* _Task details_
Set each entry down verbatim, omitting images.

+--

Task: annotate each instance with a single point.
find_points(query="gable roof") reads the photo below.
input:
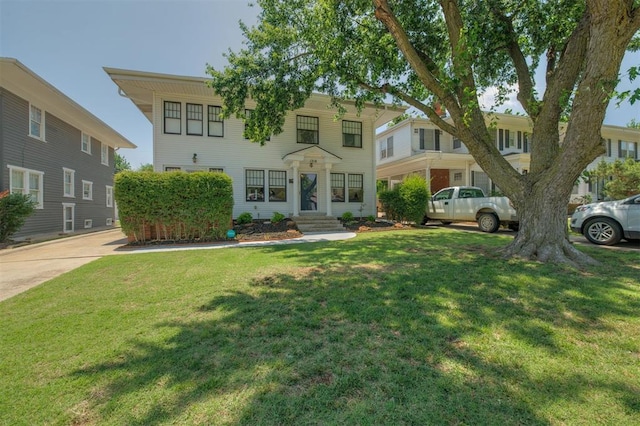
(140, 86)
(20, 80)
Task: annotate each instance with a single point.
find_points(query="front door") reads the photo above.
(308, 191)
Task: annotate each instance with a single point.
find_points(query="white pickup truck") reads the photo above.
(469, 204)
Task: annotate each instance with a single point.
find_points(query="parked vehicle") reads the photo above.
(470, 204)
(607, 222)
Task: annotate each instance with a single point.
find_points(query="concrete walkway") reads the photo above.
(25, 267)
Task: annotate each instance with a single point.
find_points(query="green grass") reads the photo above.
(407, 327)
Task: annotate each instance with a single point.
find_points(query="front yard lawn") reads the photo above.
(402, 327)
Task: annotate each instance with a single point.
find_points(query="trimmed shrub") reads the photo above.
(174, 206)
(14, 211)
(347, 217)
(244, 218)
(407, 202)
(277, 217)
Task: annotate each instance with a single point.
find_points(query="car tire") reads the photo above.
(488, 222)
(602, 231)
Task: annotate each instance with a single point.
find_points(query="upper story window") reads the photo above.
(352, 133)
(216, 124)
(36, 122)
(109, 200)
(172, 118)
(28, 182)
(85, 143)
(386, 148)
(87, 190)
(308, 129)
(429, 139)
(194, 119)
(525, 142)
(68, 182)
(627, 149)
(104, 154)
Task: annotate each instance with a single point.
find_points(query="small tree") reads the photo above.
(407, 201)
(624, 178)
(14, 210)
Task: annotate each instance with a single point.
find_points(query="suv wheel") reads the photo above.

+--

* _Response to this exercise_
Task: annotate each instance with a single point.
find_points(query="gable roof") reads the photo below.
input:
(140, 86)
(20, 80)
Task: annotate each instance with a single point.
find_points(query="front door") reads the photo above.
(308, 191)
Task: annotate each instance with a single point.
find_points(query="white pickup truck") reads the photo above.
(469, 204)
Task: annotate each instance with a single point.
find_points(query="parked vehicle") reads the photo above.
(470, 204)
(607, 222)
Task: annotate each instance with a single point.
find_points(query="concrete walkway") reads the photo above.
(25, 267)
Task: annotate each instance with a single point.
find_points(query="green grass") reads the photo above.
(407, 327)
Task: annotate each instance with a single point.
find_points(query="front yard lawn") reads the photo above.
(402, 327)
Task: annotate each instance with a single point.
find_points(query="trimmed shrub") reads the photo above.
(174, 206)
(14, 211)
(347, 217)
(244, 218)
(407, 202)
(277, 217)
Task: annotate each instance with a single point.
find_points(query="car tire") reads the photo above.
(488, 222)
(602, 231)
Task: annotate each instance with a single point.
find_points(query="upper story window") reads the photo above.
(352, 133)
(216, 124)
(36, 122)
(109, 200)
(172, 118)
(28, 182)
(85, 143)
(386, 148)
(87, 190)
(308, 129)
(429, 139)
(194, 119)
(525, 142)
(68, 182)
(627, 149)
(104, 154)
Task: annotate each instance with a single point.
find_points(query="small tree") reads the photo above.
(407, 201)
(624, 178)
(14, 210)
Task: annotate each instance with a single point.
find_points(query="suv wheel") reads the photo above.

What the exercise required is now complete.